Objectif 1
D'après l'article sur l'athéisme aux États-Unis, en quelle année la FFRF a-t-elle été fondée ?

Texte source
•••••
Premier texte de trois sur un phénomène de moins en moins marginal chez nos voisins du Sud.
Aux États-Unis, l’athéisme fait l’objet d’un militantisme passionné dont l’actuel président a ravivé les ardeurs. Portrait d’un phénomène unique aux États-Unis, aux antipodes de la réalité québécoise.
« Je n’ai pas besoin de Dieu pour être une bonne personne », écrit Margory C. dans une publication de la Freedom from Religion Association, l’un des lobbies athées les plus importants aux États-Unis.
Margory participait à la campagne « Athées sortis du placard ». Parce que chez l’oncle Sam, faire son coming out d’athée est parfois plus difficile que faire son coming out en tant qu’homosexuel, disent plusieurs.
« Dans la tête de bien des gens, le fait de croire en Dieu est une sorte de garantie que vous êtes une personne bonne, juste ou morale », résume Mandisa Thomas, de l’organisme Black Non Believers.
À l’inverse, les non-croyants sont l’objet d’une méfiance persistante. À preuve, selon la firme Gallup, deux Américains sur cinq disent qu’ils n’auraient pas confiance en un candidat à la présidence non croyant. Signe que l’athéisme est le champion des tabous, les sondés seraient moins nombreux à rejeter un candidat ouvertement homosexuel ou musulman.
À l’approche de l’élection américaine, les défendeurs de l’athéisme aux États-Unis sont en alerte. « Nous avons atteint un point critique », plaide Annie-Laurie Gaylor, la co-présidente de la FFRF.
« Nous sommes sur le point de perdre Roe versus Wade [l’arrêt de la Cour suprême qui a protégé le droit à l’avortement en 1973). Avec Trump, nous assistons en ce moment à une prise de contrôle sur la Cour suprême. »
Fondée en 1976, la FFRF compte plus de 30 000 membres. Mme Gaylor a épousé la cause de l’athéisme en voulant d’abord défendre les droits des femmes. « On a réalisé que la seule opposition organisée au droit à l’avortement venait des groupes religieux et que, pour protéger les droits des femmes, on ne pouvait pas mêler religion et gouvernement », se rappelle-t-elle.
L’autre distanciation
Il y a quelques mois, la FFRF a diffusé dans le New York Times une publicité dénonçant la « théocratie » qui, à la manière d’un tsunami, s’apprêterait à submerger le pays.
Mme Gaylor développe les concepts des pubs elle-même, non sans humour. Ces derniers mois, l’une d’elles vantait les mérites de la « distanciation entre le religieux et le politique ».
Alors qu’au Québec, on a vu les nationalistes devenir des ardents défenseurs de la laïcité, chez les Américains, les défenseurs de la laïcité sont en lutte ouverte contre les nationalistes.
« Nous combattons le nationalisme chrétien, cette idée selon laquelle les É.-U. se sont construits sur des principes chrétiens et qu’il faut renouer avec ces principes », explique son collègue, le conseiller politique de la FFRF, Andrew Siedel. « C’est à l’opposé des principes laïcs de notre Constitution ».
•••••
Données de la tâche
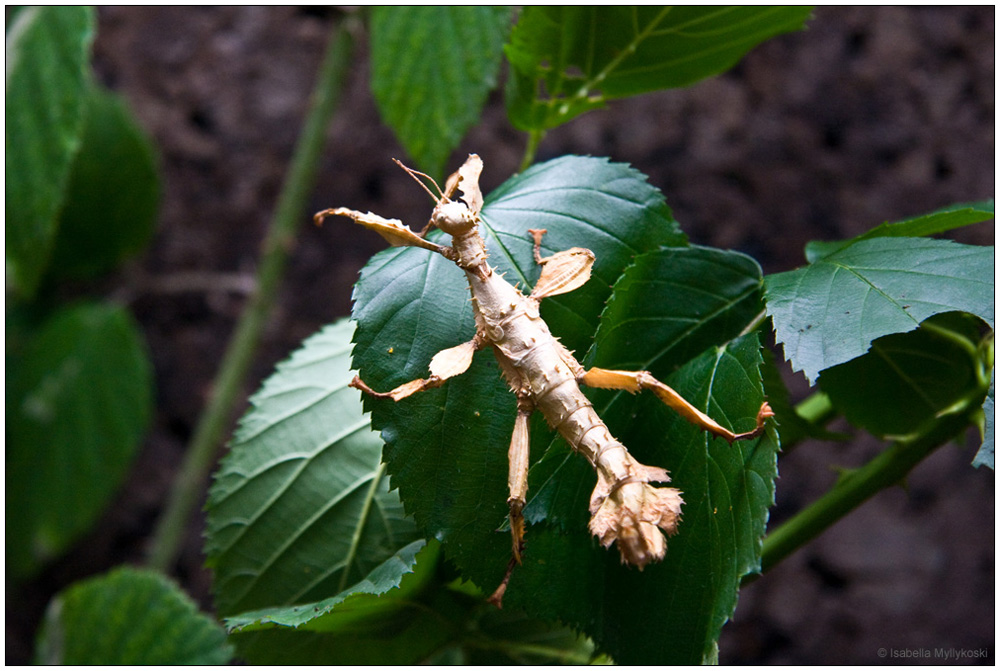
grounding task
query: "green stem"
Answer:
[517,128,545,172]
[761,399,978,573]
[795,391,837,426]
[148,21,352,572]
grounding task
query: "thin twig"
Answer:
[148,19,353,572]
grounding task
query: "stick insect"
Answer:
[315,154,774,607]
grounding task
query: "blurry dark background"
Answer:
[6,6,995,664]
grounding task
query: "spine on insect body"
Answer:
[453,231,683,569]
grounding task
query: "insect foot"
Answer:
[590,450,684,570]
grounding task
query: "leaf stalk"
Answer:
[147,19,353,572]
[761,390,985,573]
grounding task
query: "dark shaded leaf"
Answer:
[765,237,994,382]
[6,304,153,576]
[806,200,993,263]
[371,5,511,178]
[205,320,420,616]
[819,313,980,437]
[36,568,232,666]
[4,7,95,297]
[49,85,160,278]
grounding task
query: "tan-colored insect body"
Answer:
[316,154,773,606]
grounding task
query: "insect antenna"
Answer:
[392,158,448,202]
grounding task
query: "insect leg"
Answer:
[579,368,774,443]
[507,397,535,564]
[313,207,455,259]
[350,333,483,401]
[528,228,594,300]
[487,395,535,608]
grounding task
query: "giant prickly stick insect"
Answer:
[315,154,774,606]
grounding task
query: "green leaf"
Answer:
[49,85,160,278]
[6,304,153,576]
[819,313,980,437]
[972,371,997,468]
[205,320,420,615]
[806,200,993,263]
[505,6,811,130]
[505,334,777,664]
[524,247,761,529]
[371,6,511,178]
[354,157,683,581]
[507,247,776,664]
[4,7,95,297]
[226,539,428,632]
[354,157,776,663]
[765,237,994,382]
[36,568,232,666]
[229,541,593,665]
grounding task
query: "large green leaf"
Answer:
[505,5,810,130]
[819,313,983,437]
[36,568,232,666]
[227,541,593,665]
[508,247,776,663]
[525,247,761,528]
[505,335,777,664]
[205,320,419,616]
[371,5,511,177]
[226,539,428,636]
[6,304,153,576]
[354,157,775,663]
[4,7,94,296]
[354,157,683,580]
[49,85,160,278]
[766,237,994,382]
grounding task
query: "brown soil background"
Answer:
[6,7,995,664]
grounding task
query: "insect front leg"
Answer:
[313,207,455,259]
[507,396,535,564]
[579,368,774,444]
[487,394,535,608]
[350,333,483,401]
[528,228,594,300]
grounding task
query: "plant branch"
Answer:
[148,19,352,572]
[761,390,982,573]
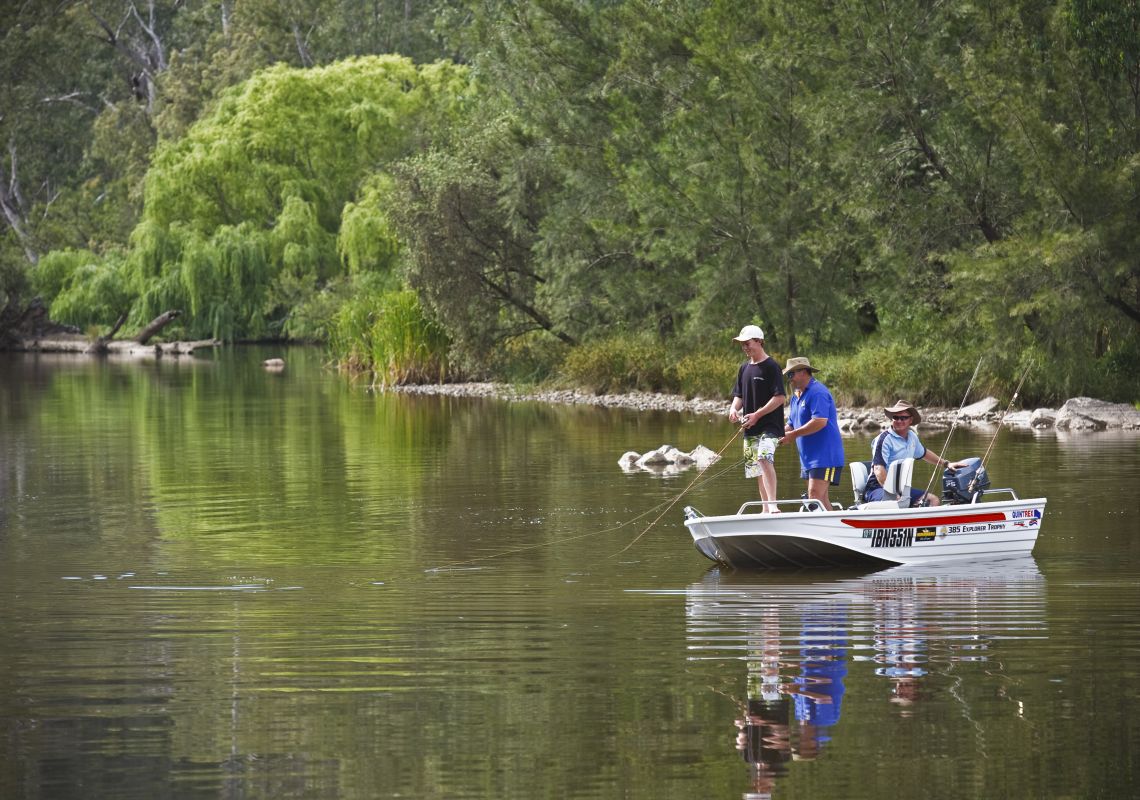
•••••
Objectif 2
Reproduisez à l'identique le passage des enregistrements qui s'étend de leur début jusqu'à la ligne contenant « [315,154,774,607] », bornes comprises. Omettez les images dans votre réponse.

Réponse 1
La FFRF a été fondée en 1976.

Réponse 2
grounding task
query: "green stem"
Answer:
[517,128,545,172]
[761,399,978,573]
[795,391,837,426]
[148,21,352,572]
grounding task
query: "thin twig"
Answer:
[148,19,353,572]
grounding task
query: "stick insect"
Answer:
[315,154,774,607]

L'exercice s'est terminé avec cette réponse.